> **OBJECTIVE**: Omit the pictures, then reproduce every remaining record exactly.

> **SUPPLIED DATA**:
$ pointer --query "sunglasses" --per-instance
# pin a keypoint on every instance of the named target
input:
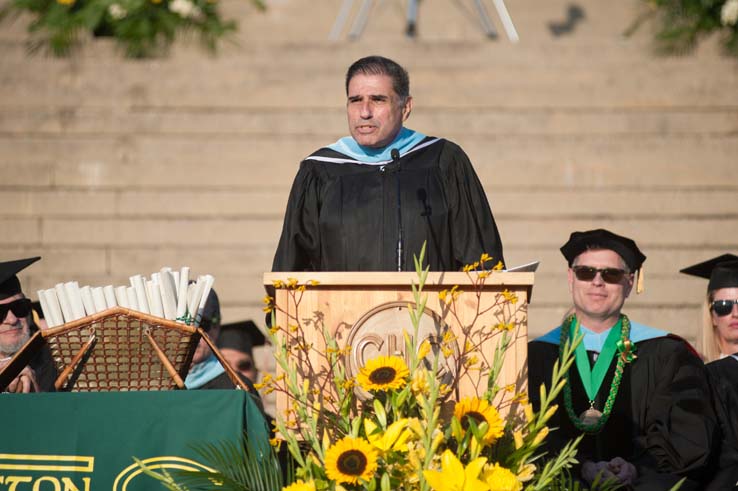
(588, 273)
(723, 307)
(21, 308)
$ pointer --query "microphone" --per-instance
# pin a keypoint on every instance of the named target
(396, 160)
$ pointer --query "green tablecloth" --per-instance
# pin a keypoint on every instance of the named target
(86, 441)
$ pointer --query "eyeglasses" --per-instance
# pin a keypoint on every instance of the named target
(723, 307)
(588, 273)
(21, 308)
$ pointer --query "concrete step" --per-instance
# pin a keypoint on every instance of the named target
(267, 162)
(326, 122)
(269, 204)
(225, 82)
(263, 233)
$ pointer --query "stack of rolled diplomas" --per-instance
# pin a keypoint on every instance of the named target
(168, 294)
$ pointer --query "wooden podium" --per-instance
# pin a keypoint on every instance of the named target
(370, 310)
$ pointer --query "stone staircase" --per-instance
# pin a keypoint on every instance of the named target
(112, 167)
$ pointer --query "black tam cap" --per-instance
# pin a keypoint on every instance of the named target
(603, 239)
(241, 336)
(9, 284)
(210, 312)
(722, 271)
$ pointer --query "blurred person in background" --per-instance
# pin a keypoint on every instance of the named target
(720, 348)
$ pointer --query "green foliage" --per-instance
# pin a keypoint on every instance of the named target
(141, 28)
(237, 467)
(682, 24)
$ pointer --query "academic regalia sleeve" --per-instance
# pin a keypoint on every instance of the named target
(299, 244)
(724, 382)
(473, 226)
(679, 427)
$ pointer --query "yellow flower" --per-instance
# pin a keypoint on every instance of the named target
(480, 411)
(442, 295)
(526, 472)
(518, 438)
(300, 485)
(419, 384)
(350, 460)
(510, 296)
(424, 349)
(501, 479)
(542, 434)
(395, 437)
(453, 476)
(383, 373)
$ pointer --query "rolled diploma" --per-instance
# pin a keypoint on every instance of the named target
(61, 295)
(75, 299)
(86, 294)
(109, 293)
(53, 302)
(153, 290)
(98, 298)
(175, 277)
(207, 286)
(137, 282)
(45, 308)
(121, 296)
(182, 290)
(132, 298)
(168, 295)
(193, 301)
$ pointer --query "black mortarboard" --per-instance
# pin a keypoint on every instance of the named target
(9, 283)
(722, 271)
(210, 312)
(603, 239)
(242, 336)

> **WRITTEN RESPONSE**:
$ pointer --query "sunglasses" --per-instance
# pin a keypoint on every instance of the named target
input:
(588, 273)
(723, 307)
(21, 308)
$ pointer --query "microphone" --per-instance
# pin a keypoint on every instance of the named target
(396, 160)
$ pointer --query "green tablecloth" --per-instance
# pin a keypoint on every instance of the named target
(86, 441)
$ pointer --query "eyeglasses" --per-instance
# pin a keypoint on every instance of the named target
(723, 307)
(588, 273)
(21, 308)
$ pointer --query "concrete step" --per-instance
# pin a keypoint on every instance of the named target
(267, 162)
(326, 122)
(269, 204)
(225, 82)
(263, 233)
$ pointer --query "stack of rolled diplomas" --per-instance
# pin a keypoint on every instance of the named target
(168, 294)
$ pointer --query "wooden podium" --per-instance
# pin a keypoint on every instance of the named target
(370, 310)
$ pointer --query "stone staircase" --per-instance
# pin a keypoint on every instance of the named target
(112, 167)
$ pointer --query "black tam cap" --per-instance
# pin a keypoint on every instance of the named target
(603, 239)
(241, 336)
(9, 284)
(210, 312)
(722, 271)
$ pointer --query "blurred person in background" --per-instance
# pin a keypoint on every instance of the named target
(720, 348)
$ pointer --query "green foliage" --per-instance
# pin a keypoint on every instance of the named target
(141, 28)
(237, 467)
(682, 24)
$ pointer --query "academic regalia sleeve" --per-instance
# pin a keypoint on every instance of the named target
(299, 244)
(724, 382)
(473, 226)
(679, 427)
$ pointer --query "yellow flower" --per-instance
# pin a keypoint on every instance of the named target
(480, 411)
(442, 295)
(526, 472)
(518, 438)
(300, 485)
(419, 384)
(350, 460)
(510, 296)
(424, 349)
(501, 479)
(542, 434)
(395, 437)
(453, 476)
(383, 373)
$ pointer --query "rolled diploma" --per-instance
# pin a keypoint on every instance of the named target
(61, 295)
(75, 299)
(86, 294)
(109, 293)
(53, 302)
(153, 290)
(98, 298)
(175, 277)
(207, 286)
(137, 282)
(45, 308)
(121, 296)
(182, 290)
(132, 298)
(168, 295)
(193, 301)
$ pointer --query "black mortarboard" --per-instance
# pin a keypoint on every instance of the named target
(9, 283)
(722, 271)
(210, 312)
(603, 239)
(242, 336)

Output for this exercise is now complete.